* _Text_:
'Parent-trigger' law used to protest LA school

COMPTON, Calif. "I just want a better education for my daughter and for all Compton school kids," said parent Ismania Guzman.

Guzman is one of dozens of parents who rallied Tuesday morning in Compton to be the first in the states to use the new "parent trigger" law.

"'Parent-trigger' law allows us parents to change our schools and our neighborhood, to make it a better school for our kids," said Guzman.

The new state law, which passed this year, allows a majority of parents from an underperforming school to petition their school district to demand change.

Given that the state department of education has ranked McKinley Elementary School in Compton in the bottom 10 percent of schools in the state, parents from the school are demanding change.

"One of my daughters attends McKinley. Her name is Hillary. She's in the second grade," said parent Shemika Murphy. "I am here today because I care about my children and their education and their future."

Nearly 270 parents of students from McKinley signed a petition demanding their school be allowed to convert to a charter school.

* _Data supplied_:
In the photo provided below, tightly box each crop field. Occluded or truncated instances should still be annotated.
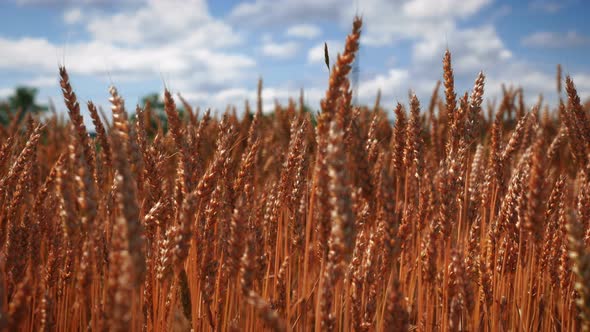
[0,14,590,331]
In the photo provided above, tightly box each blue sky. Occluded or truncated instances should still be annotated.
[0,0,590,127]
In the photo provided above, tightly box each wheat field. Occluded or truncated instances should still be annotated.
[0,18,590,331]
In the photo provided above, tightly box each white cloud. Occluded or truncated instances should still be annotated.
[24,75,59,87]
[0,88,14,99]
[529,0,568,14]
[229,0,342,26]
[64,8,84,24]
[229,0,491,46]
[0,0,256,94]
[403,0,491,18]
[182,84,324,112]
[11,0,145,6]
[522,30,590,48]
[413,25,512,73]
[261,41,299,59]
[358,69,409,99]
[286,24,322,39]
[87,0,241,48]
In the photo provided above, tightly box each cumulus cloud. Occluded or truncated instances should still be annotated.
[403,0,491,18]
[15,0,145,6]
[413,25,512,73]
[64,8,84,24]
[358,69,409,98]
[286,24,322,39]
[0,88,14,99]
[87,0,241,47]
[0,0,256,93]
[522,30,590,48]
[261,41,299,59]
[229,0,344,26]
[529,0,568,14]
[183,84,324,113]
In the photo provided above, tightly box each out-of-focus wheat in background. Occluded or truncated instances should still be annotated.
[0,0,590,331]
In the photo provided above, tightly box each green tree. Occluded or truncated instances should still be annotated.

* _Assignment 1_: List every person named in the news report above on the parent-trigger law.
* _Assignment 2_: Write the next part of the news report above on the parent-trigger law, starting after its final sentence.

* _Answer 1_: Ismania Guzman, Shemika Murphy, Hillary

* _Answer 2_:
"These are the petitions signed by us parents, who care," said Guzman.

State senator Gloria Romero authored the Parent-Trigger law

"They far exceeded the minimum, with over 60 percent signatures. This shows that parents -- oftentimes I would hear parents don't care -- I never believed that," said Romero. "Parents care about what happens to their children."

"This is one particular site, and if it's not working then we want to give the parents the tools necessary to make changes," said state public-schools superintendent Jack O'Connell.

After the rally parents boarded busses for a trip to the Compton Unified School District headquarters to hand deliver their petition to school administrators.

Parents say they'll patiently wait to see how the school district responds.